## Begin Dataset rows
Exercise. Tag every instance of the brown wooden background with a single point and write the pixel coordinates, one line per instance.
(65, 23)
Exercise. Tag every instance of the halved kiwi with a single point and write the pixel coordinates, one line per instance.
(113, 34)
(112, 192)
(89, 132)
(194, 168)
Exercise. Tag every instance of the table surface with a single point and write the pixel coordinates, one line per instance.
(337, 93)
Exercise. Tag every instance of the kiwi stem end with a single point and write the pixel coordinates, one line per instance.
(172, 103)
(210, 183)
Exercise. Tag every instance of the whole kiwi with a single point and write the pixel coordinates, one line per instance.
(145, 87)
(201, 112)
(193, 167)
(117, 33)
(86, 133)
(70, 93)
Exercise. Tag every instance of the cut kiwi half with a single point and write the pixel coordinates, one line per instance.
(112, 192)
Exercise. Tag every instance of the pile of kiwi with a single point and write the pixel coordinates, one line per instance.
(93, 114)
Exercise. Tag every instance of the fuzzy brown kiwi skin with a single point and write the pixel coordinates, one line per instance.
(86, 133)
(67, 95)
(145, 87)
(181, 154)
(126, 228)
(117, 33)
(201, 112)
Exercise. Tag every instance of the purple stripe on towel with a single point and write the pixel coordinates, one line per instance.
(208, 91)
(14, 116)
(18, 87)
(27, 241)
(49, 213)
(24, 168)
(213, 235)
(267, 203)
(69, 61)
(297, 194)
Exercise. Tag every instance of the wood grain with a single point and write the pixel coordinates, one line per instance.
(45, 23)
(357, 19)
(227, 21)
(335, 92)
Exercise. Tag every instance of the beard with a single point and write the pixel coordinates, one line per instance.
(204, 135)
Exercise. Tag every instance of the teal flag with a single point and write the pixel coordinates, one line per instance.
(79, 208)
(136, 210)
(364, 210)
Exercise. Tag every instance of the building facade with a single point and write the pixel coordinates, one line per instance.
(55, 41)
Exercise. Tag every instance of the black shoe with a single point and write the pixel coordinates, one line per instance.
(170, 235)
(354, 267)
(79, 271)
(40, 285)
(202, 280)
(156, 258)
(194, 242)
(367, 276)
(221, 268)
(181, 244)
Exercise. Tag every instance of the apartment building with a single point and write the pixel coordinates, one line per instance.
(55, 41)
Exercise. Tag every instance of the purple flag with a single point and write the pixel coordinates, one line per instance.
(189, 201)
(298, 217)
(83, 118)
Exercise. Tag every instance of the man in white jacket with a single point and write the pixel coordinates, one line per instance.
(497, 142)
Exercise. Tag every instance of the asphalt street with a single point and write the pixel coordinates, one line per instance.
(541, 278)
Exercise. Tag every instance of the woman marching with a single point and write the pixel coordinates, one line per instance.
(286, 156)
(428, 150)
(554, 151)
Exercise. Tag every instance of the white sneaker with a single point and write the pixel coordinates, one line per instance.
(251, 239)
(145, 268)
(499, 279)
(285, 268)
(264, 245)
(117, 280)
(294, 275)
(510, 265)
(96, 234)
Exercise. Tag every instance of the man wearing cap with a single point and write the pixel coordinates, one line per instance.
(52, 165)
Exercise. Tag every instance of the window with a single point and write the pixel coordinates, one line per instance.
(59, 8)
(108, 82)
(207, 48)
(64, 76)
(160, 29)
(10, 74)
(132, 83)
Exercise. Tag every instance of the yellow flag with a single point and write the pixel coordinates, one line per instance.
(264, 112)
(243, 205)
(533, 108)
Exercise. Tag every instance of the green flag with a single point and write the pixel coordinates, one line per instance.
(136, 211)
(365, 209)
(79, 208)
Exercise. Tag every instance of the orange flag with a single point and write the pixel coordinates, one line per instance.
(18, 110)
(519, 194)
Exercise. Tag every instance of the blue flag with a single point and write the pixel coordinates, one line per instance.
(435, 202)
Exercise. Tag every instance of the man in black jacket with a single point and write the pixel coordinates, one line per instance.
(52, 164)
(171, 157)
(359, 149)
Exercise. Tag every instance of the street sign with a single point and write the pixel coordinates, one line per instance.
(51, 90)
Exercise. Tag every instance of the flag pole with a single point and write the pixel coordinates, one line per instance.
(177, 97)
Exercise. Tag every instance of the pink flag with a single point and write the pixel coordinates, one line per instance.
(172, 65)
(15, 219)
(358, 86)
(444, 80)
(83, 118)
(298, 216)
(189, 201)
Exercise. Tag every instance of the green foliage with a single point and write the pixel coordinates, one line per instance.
## End Dataset rows
Format the items as a Markdown table with the columns Number and Record line, starting at the line that contains "Exercise. Tag every instance of the pink" and ending at the end of the items, and leave out blank lines.

| Number | Record line |
|---|---|
| 1 | Exercise. Tag every instance of the pink flag with a single point and write the pixel coordinates, one line per instance. |
| 2 | (172, 65) |
| 3 | (15, 219) |
| 4 | (358, 86) |
| 5 | (444, 80) |
| 6 | (83, 118) |
| 7 | (298, 216) |
| 8 | (189, 201) |
| 9 | Exercise. Tag every instance of the green foliage with a single point and write the pixel coordinates, one line per instance. |